==== DOCUMENT SECTION

Product Rights and Other Definite Lived Intangible Assets

Our product rights and other definite lived intangible assets are stated at cost, less accumulated amortization, and are amortized using the economic benefit model or the straight-line method over their estimated useful lives. We determine amortization periods for product rights and other definite lived intangible assets based on our assessment of various factors impacting estimated useful lives and cash flows. Such factors include the product’s position in its life cycle, the existence or absence of like products in the market, various other competitive and regulatory issues, and contractual terms. Significant changes to any of these factors may result in a reduction in the intangibles useful life and an acceleration of related amortization expense, which could cause our net results to decline.

Product rights and other definite lived intangible assets are evaluated at the Product level to determine if the held-for-sale criteria are met in accordance with Financial Accounting Standards Board (“FASB”) Accounting Standards Codification (“ASC”) Topic 360, Property, Plant, and Equipment (“ASC 360”). If the held-for-sale criteria are met, then the Product would evaluate the asset for impairment under the held-for-sale model. If the held-for-sale criteria are not met at Product level, the product rights and other definite lived intangible assets should be evaluated to determine if any impairment indicators exists under the held-and-used model in accordance with ASC 360. It was determined that the held-for-sale criteria was not met at the Product level and therefore, we accounted for product rights and other definite lived intangible assets under the held-and-used model.

========

**EXERCISE REQUIREMENTS**
A: In the section on product rights and other definite lived intangible assets, which two methods are named for amortizing these assets?
B: Reproduce the section on product rights and other definite lived intangible assets from "Our product rights" up to and including "results to decline.".
C: Carry on the section on product rights and other definite lived intangible assets from the point where it ends.

==== MATERIAL SUPPLIED

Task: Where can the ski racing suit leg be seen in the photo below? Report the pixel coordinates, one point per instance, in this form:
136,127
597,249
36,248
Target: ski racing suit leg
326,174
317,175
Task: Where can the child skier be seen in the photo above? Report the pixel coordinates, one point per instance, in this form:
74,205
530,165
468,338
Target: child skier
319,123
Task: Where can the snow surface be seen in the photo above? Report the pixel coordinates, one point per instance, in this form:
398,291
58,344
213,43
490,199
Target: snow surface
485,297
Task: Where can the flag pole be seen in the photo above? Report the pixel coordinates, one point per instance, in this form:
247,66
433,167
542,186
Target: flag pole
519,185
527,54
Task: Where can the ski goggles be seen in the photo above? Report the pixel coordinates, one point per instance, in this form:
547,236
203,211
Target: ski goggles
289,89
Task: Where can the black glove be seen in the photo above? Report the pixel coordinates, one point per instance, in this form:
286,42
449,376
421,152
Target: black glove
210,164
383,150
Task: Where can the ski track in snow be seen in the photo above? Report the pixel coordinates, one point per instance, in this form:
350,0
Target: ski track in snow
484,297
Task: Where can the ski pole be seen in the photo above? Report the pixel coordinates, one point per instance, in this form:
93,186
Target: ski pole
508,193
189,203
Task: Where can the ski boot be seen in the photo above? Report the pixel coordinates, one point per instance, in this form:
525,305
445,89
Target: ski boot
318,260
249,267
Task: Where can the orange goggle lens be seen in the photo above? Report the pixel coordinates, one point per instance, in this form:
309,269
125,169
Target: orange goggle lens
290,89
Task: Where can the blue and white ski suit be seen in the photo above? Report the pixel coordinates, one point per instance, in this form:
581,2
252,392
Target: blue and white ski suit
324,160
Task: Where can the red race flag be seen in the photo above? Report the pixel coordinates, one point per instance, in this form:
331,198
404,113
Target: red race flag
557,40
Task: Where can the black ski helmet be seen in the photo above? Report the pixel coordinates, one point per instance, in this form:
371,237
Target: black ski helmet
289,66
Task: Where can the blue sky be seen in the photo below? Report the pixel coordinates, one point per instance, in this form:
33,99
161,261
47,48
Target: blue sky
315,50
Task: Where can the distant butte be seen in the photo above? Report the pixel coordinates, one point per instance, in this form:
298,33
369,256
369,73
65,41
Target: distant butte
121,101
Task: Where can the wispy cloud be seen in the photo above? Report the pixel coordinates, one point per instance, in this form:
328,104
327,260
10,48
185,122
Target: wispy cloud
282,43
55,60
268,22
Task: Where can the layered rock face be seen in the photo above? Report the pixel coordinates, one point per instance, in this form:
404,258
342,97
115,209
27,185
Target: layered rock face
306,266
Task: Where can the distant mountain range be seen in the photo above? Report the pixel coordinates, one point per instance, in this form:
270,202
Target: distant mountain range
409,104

========

**RESPONSES FOR EACH TASK**
A: The economic benefit model or the straight-line method.

B:
Our product rights and other definite lived intangible assets are stated at cost, less accumulated amortization, and are amortized using the economic benefit model or the straight-line method over their estimated useful lives. We determine amortization periods for product rights and other definite lived intangible assets based on our assessment of various factors impacting estimated useful lives and cash flows. Such factors include the product’s position in its life cycle, the existence or absence of like products in the market, various other competitive and regulatory issues, and contractual terms. Significant changes to any of these factors may result in a reduction in the intangibles useful life and an acceleration of related amortization expense, which could cause our net results to decline.

C:
Under the held-and-used model, product rights and other definite lived intangible assets are tested periodically for impairment when events or changes in circumstances indicate that an asset’s carrying value may not be recoverable. The impairment testing involves comparing the carrying amount of the asset to the forecasted undiscounted future cash flows. In the event the carrying value of the asset exceeds the undiscounted future cash flows, the carrying value is considered not recoverable and an impairment exists. An impairment loss is measured as the excess of the asset’s carrying value over its fair value, calculated using discounted future cash flows. The computed impairment loss is recognized in net (loss) / income in the period that the impairment occurs. Assets which are not impaired may require an adjustment to the remaining useful lives for which to amortize the asset. Our projections of discounted cash flows use a discount rate determined by our management to be commensurate with the risk inherent in the business model. Our estimates of future cash flows attributable to our other definite lived intangible assets require significant judgment based on our historical and anticipated results and are subject to many factors. Different assumptions and judgments could materially affect the calculation of the fair value of the other definite lived intangible assets which could trigger impairment.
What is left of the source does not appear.